====== Dataset excerpts

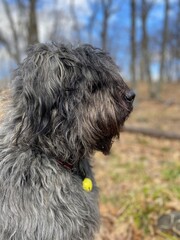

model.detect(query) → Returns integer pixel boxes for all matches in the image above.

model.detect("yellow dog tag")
[82,178,93,192]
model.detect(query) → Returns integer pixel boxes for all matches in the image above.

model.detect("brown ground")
[0,84,180,240]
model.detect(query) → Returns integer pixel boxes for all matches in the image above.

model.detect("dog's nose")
[125,90,136,102]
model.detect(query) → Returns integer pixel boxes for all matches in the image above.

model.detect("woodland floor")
[0,84,180,240]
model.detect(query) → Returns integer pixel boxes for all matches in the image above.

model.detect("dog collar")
[58,160,93,192]
[57,159,76,172]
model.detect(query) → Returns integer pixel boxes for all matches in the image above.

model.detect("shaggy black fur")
[0,43,135,240]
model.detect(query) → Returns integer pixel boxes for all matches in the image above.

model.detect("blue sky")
[0,0,177,82]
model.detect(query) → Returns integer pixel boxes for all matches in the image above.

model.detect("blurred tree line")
[0,0,180,97]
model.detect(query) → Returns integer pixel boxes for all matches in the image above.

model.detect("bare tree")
[101,0,118,51]
[141,0,153,97]
[69,0,81,42]
[130,0,136,88]
[0,0,20,63]
[0,0,38,63]
[87,0,99,44]
[156,0,169,97]
[28,0,38,44]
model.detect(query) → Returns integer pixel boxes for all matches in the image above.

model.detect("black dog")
[0,44,135,240]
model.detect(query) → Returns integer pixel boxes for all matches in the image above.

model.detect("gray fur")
[0,43,132,240]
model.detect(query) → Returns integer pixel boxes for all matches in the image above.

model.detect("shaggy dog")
[0,43,135,240]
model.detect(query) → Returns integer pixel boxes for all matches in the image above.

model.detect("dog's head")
[14,44,135,158]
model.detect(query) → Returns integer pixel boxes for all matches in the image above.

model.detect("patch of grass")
[162,164,180,181]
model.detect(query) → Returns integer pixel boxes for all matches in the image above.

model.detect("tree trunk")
[131,0,136,88]
[28,0,38,44]
[156,0,169,97]
[1,0,20,63]
[141,0,153,97]
[101,0,110,51]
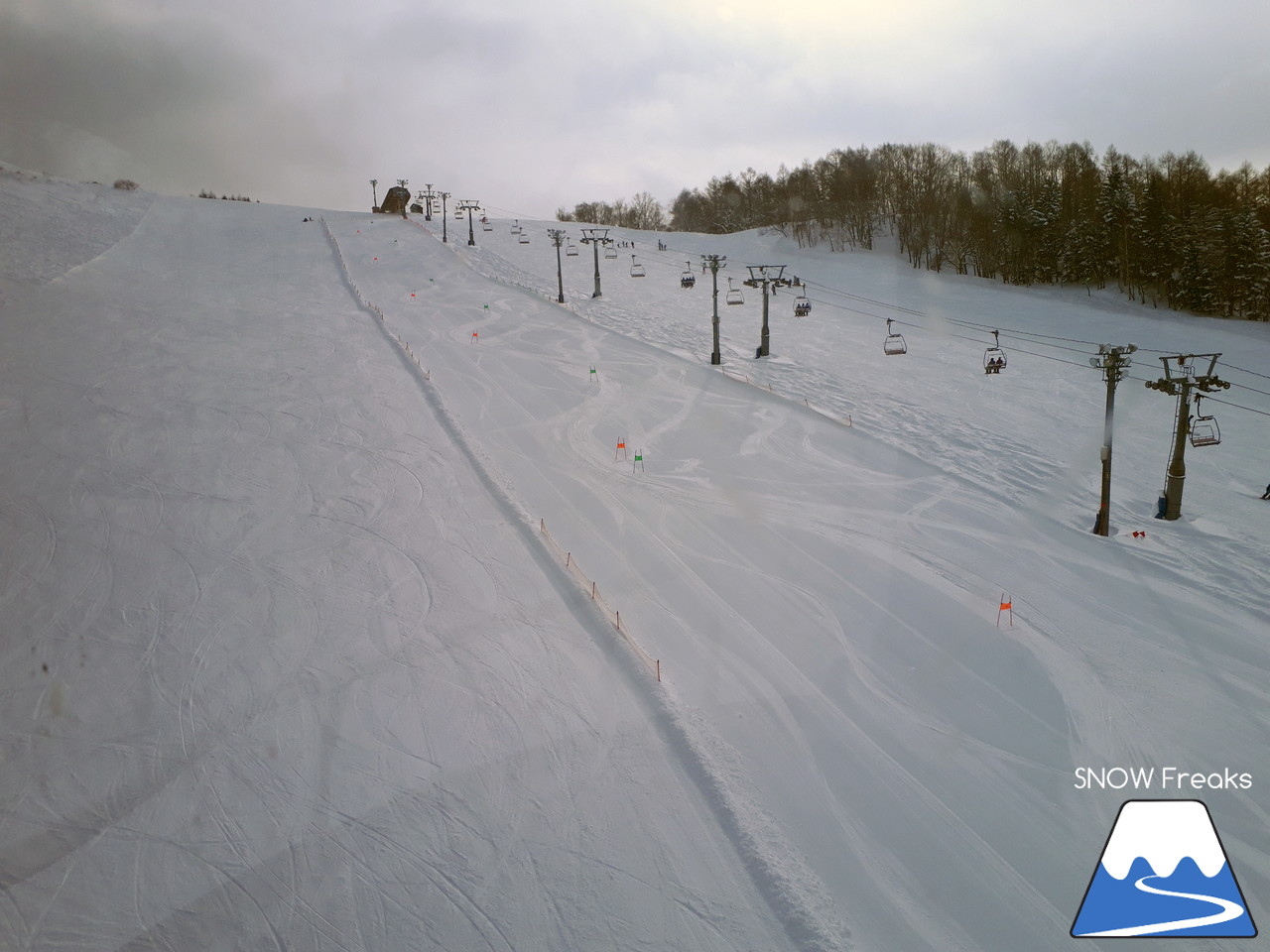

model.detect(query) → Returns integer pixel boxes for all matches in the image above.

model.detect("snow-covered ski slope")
[0,167,1270,952]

============

▶ Requirements
Reproduce verbatim the stretch from the start of the entries through the line that contains "[0,44,135,240]", including that line. Leave the pictures out of your answer.

▶ Result for this task
model.detect(query) → Returns integer pixel boxes for all matches in the image above.

model.detect("yellow dog tag")
[82,178,93,192]
model.detect(query) → Returns integer pixel boxes for all matches in the image above.

model.detect("brown ground")
[0,84,180,240]
model.detect(query) → Returns integer pixel boxes for all matches in the image above.

model.detect("dog's nose")
[125,90,136,102]
model.detect(query) → Returns integer pixel boxes for all matches in the image above.

model.detect("woodland floor")
[0,84,180,240]
model.detect(query) → Returns integer pixel boxes for all matches in the image above.

model.detect("dog collar")
[58,160,93,192]
[57,159,76,172]
model.detect(query) → Returns integer pixel boxes for all matches in the image above.

model.detect("shaggy black fur")
[0,43,135,240]
model.detect(query) → Returns integer pixel boxes for all matches in the image above.

model.detect("blue sky")
[0,0,177,82]
model.detect(query) → Returns integer pixel boxes for all matches in the image above.

model.detect("blurred tree line")
[0,0,180,97]
model.detect(query) → Returns integer pixel boxes for all matches in the image above.

model.detect("bare tree")
[101,0,118,51]
[141,0,153,97]
[69,0,81,42]
[130,0,136,88]
[0,0,20,63]
[0,0,38,63]
[87,0,99,44]
[156,0,169,97]
[28,0,38,44]
model.detect(query) → Returns integer pixel boxes for all matches in the image above.

model.detect("black dog")
[0,44,135,240]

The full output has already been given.